What to produce: Please repeat, without alteration, the line containing "For every instance of the ceiling fan, the" and every line that follows it to the end of the entries below, and only those lines.

[Stored data entries]
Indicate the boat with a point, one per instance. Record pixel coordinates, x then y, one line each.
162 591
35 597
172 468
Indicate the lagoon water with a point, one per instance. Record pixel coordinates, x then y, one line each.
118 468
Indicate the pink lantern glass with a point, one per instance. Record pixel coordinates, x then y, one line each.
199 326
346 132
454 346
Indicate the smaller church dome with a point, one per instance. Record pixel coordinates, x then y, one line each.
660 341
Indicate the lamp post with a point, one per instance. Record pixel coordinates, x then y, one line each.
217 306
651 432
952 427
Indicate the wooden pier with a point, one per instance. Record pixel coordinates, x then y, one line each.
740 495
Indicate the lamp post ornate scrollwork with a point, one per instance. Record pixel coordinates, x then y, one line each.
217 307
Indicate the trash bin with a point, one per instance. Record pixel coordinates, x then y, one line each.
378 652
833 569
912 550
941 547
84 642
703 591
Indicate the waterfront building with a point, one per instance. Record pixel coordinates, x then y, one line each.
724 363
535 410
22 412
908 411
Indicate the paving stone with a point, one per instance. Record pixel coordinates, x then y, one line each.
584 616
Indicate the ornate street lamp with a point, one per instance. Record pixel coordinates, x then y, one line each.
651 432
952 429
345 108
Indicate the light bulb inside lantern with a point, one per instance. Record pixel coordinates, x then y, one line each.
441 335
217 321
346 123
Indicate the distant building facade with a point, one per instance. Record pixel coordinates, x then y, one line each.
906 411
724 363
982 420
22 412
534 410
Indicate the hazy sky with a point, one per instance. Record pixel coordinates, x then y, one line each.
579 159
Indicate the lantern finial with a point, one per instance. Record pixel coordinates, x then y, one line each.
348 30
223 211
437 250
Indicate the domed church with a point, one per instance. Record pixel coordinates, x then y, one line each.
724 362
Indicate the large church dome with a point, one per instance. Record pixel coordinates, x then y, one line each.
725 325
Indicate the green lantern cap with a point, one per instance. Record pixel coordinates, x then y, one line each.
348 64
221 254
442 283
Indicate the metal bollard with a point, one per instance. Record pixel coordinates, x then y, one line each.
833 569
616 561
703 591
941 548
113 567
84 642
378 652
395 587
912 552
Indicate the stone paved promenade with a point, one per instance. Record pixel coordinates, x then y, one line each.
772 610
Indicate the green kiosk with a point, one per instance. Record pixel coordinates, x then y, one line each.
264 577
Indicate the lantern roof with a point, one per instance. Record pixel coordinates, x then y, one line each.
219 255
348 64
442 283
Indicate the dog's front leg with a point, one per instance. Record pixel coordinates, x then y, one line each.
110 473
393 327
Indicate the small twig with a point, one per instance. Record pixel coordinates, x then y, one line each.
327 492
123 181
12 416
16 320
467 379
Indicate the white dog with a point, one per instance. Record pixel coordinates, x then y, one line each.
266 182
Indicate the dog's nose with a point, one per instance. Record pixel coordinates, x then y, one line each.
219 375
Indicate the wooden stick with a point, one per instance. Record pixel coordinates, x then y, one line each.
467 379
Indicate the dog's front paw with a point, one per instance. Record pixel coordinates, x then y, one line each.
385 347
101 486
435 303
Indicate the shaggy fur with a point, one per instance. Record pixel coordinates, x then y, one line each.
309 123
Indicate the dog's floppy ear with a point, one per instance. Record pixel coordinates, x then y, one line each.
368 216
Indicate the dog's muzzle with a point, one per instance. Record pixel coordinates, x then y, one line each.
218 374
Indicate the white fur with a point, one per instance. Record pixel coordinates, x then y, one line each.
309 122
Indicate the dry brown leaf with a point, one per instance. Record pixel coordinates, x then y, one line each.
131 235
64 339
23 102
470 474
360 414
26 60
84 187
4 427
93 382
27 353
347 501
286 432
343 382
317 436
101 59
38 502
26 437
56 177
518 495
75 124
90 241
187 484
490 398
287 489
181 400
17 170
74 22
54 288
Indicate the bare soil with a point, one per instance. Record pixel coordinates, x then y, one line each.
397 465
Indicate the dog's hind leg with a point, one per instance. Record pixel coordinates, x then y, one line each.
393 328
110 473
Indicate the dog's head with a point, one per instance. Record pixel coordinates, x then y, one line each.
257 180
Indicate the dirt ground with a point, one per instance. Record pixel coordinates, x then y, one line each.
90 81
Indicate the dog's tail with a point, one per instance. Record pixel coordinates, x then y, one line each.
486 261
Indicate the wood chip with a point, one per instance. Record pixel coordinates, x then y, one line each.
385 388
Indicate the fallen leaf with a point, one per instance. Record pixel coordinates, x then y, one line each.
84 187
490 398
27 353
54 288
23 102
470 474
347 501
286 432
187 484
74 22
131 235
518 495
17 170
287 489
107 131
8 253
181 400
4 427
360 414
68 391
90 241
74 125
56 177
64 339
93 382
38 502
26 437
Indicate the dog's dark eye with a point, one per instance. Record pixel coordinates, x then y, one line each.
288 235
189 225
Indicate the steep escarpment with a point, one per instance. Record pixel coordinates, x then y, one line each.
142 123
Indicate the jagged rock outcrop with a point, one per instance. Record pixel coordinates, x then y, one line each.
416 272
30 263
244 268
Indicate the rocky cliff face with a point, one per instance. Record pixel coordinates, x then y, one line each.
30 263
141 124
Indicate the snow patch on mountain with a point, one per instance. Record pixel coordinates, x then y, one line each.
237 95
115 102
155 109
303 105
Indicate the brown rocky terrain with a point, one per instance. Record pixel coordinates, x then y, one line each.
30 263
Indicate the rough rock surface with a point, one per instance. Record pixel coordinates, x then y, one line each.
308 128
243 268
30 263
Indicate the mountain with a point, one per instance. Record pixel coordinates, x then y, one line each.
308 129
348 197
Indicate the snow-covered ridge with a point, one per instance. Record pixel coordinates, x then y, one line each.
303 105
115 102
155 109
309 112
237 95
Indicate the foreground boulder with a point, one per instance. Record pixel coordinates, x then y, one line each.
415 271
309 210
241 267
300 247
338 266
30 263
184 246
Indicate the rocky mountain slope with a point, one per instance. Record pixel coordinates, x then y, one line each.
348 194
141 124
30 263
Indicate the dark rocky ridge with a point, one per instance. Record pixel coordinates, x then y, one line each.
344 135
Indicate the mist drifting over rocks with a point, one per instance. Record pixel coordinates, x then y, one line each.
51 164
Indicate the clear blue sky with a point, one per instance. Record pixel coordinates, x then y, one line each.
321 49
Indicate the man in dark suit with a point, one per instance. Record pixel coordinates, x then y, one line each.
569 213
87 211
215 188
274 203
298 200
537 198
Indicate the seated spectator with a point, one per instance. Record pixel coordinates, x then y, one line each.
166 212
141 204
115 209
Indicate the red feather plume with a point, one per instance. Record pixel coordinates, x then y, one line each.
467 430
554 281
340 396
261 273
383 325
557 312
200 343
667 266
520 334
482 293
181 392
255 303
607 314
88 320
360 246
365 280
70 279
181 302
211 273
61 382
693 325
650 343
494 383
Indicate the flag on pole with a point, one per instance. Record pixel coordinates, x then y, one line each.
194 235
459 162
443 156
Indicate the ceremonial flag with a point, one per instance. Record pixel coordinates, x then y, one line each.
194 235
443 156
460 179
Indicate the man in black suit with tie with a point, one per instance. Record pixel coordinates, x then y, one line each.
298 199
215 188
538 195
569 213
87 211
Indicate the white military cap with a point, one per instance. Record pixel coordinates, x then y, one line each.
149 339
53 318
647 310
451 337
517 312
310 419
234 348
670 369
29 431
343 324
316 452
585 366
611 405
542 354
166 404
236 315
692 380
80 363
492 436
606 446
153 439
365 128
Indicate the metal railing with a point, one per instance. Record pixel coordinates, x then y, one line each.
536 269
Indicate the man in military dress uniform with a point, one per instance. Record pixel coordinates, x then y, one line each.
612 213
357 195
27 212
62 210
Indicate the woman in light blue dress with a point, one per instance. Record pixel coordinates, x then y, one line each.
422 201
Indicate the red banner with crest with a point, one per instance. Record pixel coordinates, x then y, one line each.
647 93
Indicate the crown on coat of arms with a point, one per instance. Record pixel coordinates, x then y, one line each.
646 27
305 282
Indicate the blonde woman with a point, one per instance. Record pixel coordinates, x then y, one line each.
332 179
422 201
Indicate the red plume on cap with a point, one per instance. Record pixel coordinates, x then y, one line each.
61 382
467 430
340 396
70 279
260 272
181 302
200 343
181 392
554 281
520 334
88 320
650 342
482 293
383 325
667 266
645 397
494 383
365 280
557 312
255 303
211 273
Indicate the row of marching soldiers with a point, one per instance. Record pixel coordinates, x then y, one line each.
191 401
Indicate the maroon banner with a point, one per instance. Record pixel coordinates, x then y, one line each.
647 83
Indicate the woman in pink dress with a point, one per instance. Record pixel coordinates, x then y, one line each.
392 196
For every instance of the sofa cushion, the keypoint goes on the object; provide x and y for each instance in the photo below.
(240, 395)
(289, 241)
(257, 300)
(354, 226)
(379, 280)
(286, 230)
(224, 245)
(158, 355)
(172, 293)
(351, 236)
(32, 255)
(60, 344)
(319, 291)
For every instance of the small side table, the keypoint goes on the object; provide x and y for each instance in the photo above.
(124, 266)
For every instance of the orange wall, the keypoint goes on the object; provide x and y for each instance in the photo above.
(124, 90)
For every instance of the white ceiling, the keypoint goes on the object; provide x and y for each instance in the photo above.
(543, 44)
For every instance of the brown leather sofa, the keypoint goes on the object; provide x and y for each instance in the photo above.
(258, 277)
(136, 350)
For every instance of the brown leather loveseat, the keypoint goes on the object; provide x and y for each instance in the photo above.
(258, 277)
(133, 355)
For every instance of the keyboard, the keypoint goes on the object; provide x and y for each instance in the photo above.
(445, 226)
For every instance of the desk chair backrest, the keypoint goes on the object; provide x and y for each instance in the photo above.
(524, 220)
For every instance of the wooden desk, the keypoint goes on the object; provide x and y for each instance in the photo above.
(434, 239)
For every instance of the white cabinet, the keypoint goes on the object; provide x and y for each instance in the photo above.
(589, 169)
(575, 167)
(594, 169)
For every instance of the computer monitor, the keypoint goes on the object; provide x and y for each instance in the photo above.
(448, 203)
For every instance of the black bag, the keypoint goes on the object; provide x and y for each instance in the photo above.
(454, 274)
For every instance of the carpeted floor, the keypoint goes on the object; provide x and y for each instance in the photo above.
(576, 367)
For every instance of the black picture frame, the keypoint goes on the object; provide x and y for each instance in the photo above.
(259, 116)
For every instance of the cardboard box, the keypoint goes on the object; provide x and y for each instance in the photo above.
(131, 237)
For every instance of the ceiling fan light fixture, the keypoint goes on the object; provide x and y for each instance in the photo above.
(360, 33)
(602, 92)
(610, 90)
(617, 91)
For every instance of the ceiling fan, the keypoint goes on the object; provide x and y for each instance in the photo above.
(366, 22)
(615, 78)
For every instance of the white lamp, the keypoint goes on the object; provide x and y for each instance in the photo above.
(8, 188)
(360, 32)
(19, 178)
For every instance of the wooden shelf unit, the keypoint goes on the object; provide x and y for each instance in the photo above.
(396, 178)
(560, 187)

Expected answer:
For every instance of the ceiling fan, the keypoint goes on the object; provide x and y for each instance in the photo above.
(366, 22)
(615, 78)
For every instance of the white lamp, the keypoint goes on the object; provide x and y for each instance in the photo above.
(8, 188)
(360, 32)
(19, 178)
For every instance of the wooden shelf unit, the keypoint goes on the object; provide x and y for each instance in the photo above.
(396, 178)
(560, 187)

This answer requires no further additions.